** start Available data **

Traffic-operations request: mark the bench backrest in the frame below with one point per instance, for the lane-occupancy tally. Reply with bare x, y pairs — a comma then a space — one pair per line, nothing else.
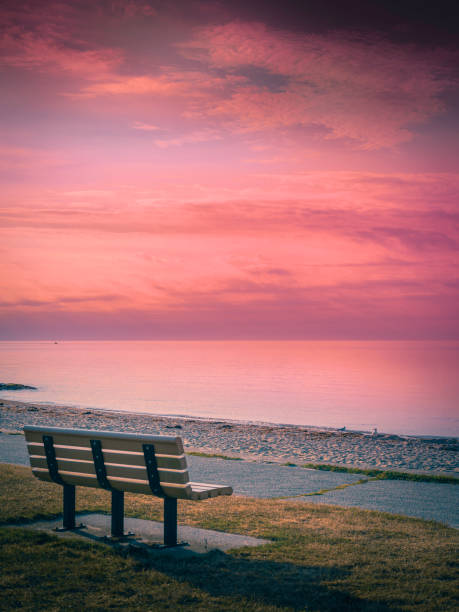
123, 460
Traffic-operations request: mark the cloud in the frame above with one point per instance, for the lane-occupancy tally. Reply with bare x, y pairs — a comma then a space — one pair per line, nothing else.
204, 135
147, 127
360, 88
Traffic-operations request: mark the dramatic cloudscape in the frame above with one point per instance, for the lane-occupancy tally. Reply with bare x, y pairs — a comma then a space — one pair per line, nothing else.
229, 169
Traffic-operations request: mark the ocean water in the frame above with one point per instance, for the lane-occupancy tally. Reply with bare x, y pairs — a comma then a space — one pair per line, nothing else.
394, 386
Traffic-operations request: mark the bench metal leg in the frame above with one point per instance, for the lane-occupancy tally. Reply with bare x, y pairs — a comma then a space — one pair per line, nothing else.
117, 513
69, 506
170, 521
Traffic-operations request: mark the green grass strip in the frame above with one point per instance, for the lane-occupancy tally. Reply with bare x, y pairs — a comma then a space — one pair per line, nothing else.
382, 474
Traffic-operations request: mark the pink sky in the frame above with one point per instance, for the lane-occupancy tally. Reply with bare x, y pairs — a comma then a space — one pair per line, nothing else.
210, 170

** end Available data **

● **Aim of the task**: Rewrite everything from the line containing "Traffic-operations request: mark the cloud" down to the end of the listing, replacing each "lane-occupancy tally" with "traffic count" and leaving all else unchanged.

● **Final answer**:
Traffic-operations request: mark the cloud in the frame above with one point per instance, for the traffic count. Reply with bare x, y pairs — a comma then a space — one pair per line, nothing else.
204, 135
147, 127
360, 88
Traffic-operations request: mark the dramatic cloudscape in the frame above with one point per instance, for the traffic count. Reply with bare x, y pairs — a comma then a space — one pair per line, nothing else.
229, 169
Traffic-operations request: mark the ocean water in the frame above with one point per instance, for the traffic count. Reply with bare x, y pairs — a comma then a space — one pair per line, nothing else.
394, 386
Traffic-operations request: mark the bench metal leg in the frame above with one point per instance, for the traffic count. Reply with bare x, y pairs — a comma then a space — one pair per line, nothing else.
117, 513
69, 506
170, 521
Traffic-operations request: mark the green grass strip in the frame above with one point per instance, for the traffic count. Reply with bare x, y pairs — a comma then a space — one pair per line, nothing else.
382, 474
Traffic-operations request: mark the pink sky in the frame above with one point per instance, for the traffic count. Reply with bare x, y pairs — a comma then a space — one pair per line, nothing else.
210, 170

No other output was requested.